● Quoted text
I know that it has passed some time since the topic had been created, but the problem described above is still actual and I would like to raise the issue again, adding some information.
I would like to remind you the problem: while I was load testing my company's system that uses FusionAuth as IdP, I've noticed that it is not possible to proceed more then several dozens (not even hundreds) logins per second using FusionAuth. When I say "login" I mean sequential calls to /oauth2/authorize and /oauth2/token. So I am looking for a way to increase the performance of the system.
Here are some details about the environment:
FusionAuth version is 1.22.2.
6 instances are deployed in kubernetes, each on its own node, no resource limits from kubernetes side.
FusiosionAuth is launched with the following config options:FUSIONAUTH_APP_MEMORY: 2G DATABASE_MAXIMUM_POOL_SIZE: 16 FUSIONAUTH_APP_RUNTIME_MODE: production SEARCH_TYPE: database
The database is MySQL Percona Server 8.0.22-13, deployed on a separate virtual machine with the following params:
Model: Intel Core Processor (Broadwell, IBRS) CPU Cores: 4 Clock: 2199 MHz
Load test emulates several concurrent users, each user performs the following steps sequentially:
- Send /oauth2/authorize request
- Send /oauth2/token request (exchange auth code to access token)
I ran several tests with various number of threads (users) and requests and could hardly reach throughput of 50 logins per second with 64 concurrent users (each login attempt consists of two requests /oauth2/authorize and /oauth2/token, so the total number of requests is x2). Increasing the number of concurrent users lowers the overall throughput and causes more errors.

● Directive 1
Which version of FusionAuth does the load-testing post report using?
● Directive 2
List every configuration option, with its value, that the load-testing post says FusionAuth is launched with.
● Directive 3
Condense the paragraph of the load-testing post that begins "I ran several tests" into a shorter version that keeps its main facts.
These entries come from a separate source, unrelated to the post above.

(Object position labeling entries)

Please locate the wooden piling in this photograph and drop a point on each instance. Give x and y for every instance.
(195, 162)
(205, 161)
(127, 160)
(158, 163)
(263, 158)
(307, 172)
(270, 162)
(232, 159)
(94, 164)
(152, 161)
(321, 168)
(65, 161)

● Correct response 1
1.22.2

● Correct response 2
- FUSIONAUTH_APP_MEMORY: 2G
- DATABASE_MAXIMUM_POOL_SIZE: 16
- FUSIONAUTH_APP_RUNTIME_MODE: production
- SEARCH_TYPE: database

● Correct response 3
Tests with varying numbers of threads (users) and requests barely reached 50 logins per second with 64 concurrent users. Each login is two requests (/oauth2/authorize and /oauth2/token), so the request count is double that. Adding more concurrent users reduced overall throughput and produced more errors.